**Task directions:** Locate every line in the entries below that contains the string "clicks", with case counting, and copy each of those lines.

**Provided records:**
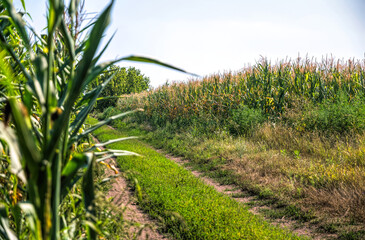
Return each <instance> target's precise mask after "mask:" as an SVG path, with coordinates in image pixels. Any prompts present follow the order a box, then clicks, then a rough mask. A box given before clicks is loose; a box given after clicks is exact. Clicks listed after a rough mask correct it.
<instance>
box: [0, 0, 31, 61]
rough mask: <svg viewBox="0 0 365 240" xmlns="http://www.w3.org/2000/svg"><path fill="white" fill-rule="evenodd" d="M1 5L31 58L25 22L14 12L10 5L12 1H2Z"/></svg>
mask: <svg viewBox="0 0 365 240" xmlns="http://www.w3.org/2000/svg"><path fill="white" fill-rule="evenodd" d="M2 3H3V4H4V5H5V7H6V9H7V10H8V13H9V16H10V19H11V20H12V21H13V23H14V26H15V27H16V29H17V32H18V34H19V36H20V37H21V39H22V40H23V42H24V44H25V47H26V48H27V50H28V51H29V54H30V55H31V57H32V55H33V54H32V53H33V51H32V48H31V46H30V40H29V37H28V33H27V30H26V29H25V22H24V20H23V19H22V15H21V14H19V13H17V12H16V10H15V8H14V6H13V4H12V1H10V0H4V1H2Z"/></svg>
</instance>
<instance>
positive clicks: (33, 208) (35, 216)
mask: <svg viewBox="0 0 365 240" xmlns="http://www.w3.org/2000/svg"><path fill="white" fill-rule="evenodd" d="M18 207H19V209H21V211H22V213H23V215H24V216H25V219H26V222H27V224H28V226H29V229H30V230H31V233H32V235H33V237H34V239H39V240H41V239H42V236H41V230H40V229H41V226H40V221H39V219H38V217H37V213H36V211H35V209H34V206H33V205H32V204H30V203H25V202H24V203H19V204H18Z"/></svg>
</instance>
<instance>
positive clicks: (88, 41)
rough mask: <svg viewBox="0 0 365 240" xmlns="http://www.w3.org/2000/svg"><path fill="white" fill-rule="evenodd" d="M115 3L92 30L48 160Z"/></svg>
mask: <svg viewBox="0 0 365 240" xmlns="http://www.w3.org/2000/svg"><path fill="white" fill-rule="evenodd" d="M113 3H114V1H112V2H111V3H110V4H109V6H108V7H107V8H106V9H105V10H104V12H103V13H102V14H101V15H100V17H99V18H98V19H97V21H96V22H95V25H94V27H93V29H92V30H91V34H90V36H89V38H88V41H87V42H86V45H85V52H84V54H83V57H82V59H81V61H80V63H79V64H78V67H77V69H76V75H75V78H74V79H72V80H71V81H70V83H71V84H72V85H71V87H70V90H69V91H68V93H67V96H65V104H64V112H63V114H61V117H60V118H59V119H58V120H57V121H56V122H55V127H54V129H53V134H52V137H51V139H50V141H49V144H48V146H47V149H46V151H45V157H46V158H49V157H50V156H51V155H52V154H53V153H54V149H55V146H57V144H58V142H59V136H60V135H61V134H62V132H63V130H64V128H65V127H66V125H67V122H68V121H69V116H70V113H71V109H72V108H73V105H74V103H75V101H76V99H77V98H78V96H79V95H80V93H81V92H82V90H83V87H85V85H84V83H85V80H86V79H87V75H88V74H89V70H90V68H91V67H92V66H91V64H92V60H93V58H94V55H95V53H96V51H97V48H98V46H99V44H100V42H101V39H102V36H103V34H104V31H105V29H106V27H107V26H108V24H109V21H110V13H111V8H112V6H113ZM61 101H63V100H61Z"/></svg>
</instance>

**Exercise response:**
Return each <instance> target's precise mask after "mask:" as an SVG path, with coordinates in image pixels. Any prompts present follow the order a box, then clicks, then a rough mask. A box given before clicks is loose; a box given after clicks is exact. Clicks listed after a rough mask correct it.
positive clicks: (33, 208) (35, 216)
positive clicks: (88, 41)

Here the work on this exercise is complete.